## [Requirement]
The answer is to be the data that follows, transcribed exactly, minus its pictures.

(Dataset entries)
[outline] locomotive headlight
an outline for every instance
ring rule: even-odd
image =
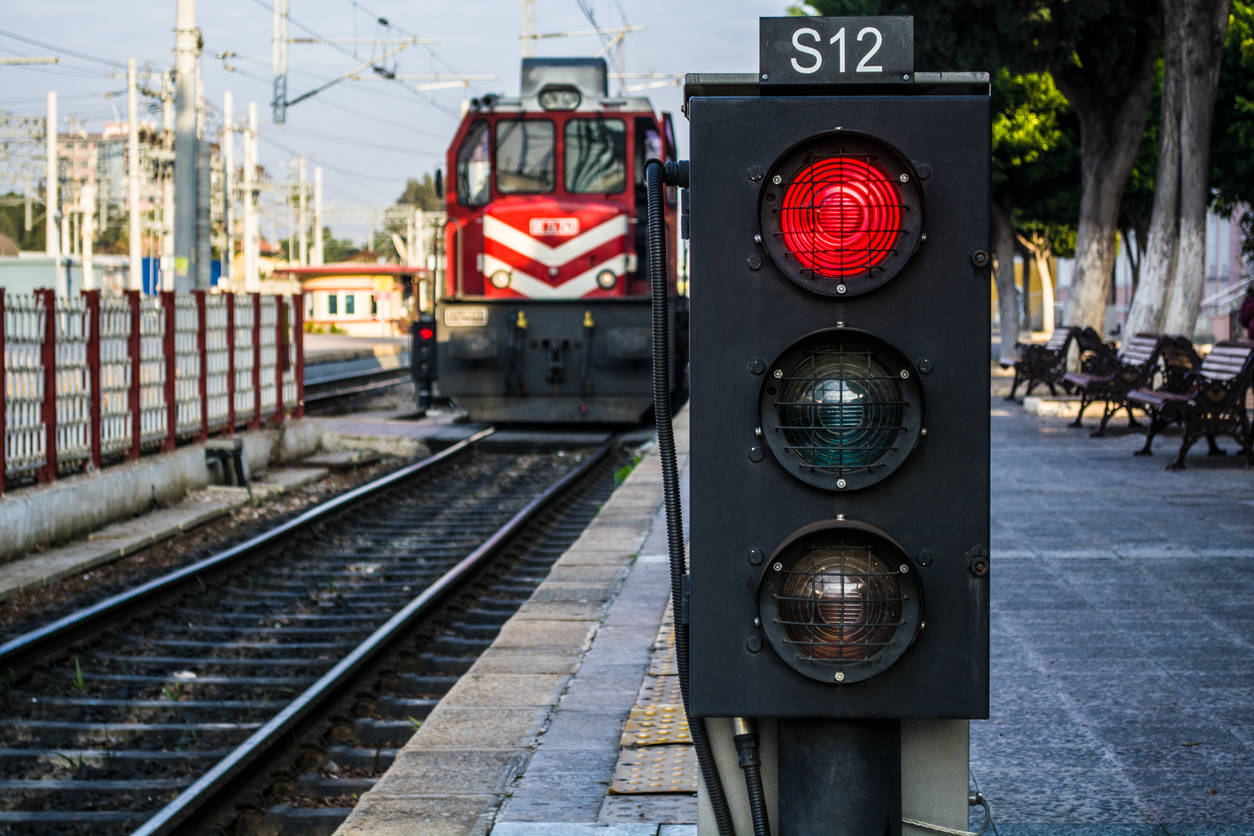
[[[597,273],[597,287],[602,290],[610,290],[618,283],[618,276],[613,270],[602,270]]]
[[[563,85],[545,87],[538,98],[540,107],[545,110],[574,110],[583,97],[578,89]]]
[[[508,270],[497,270],[488,277],[488,281],[492,282],[492,286],[497,290],[504,290],[509,287],[510,277]]]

## [Output for this exercise]
[outline] locomotive headlight
an outline for every instance
ring rule: even-odd
image =
[[[597,273],[597,287],[602,290],[610,290],[618,283],[618,276],[613,270],[602,270]]]
[[[563,85],[545,87],[538,98],[540,107],[545,110],[574,110],[583,97],[578,89]]]
[[[508,270],[497,270],[488,277],[488,281],[492,282],[492,286],[497,290],[504,290],[509,287],[510,277]]]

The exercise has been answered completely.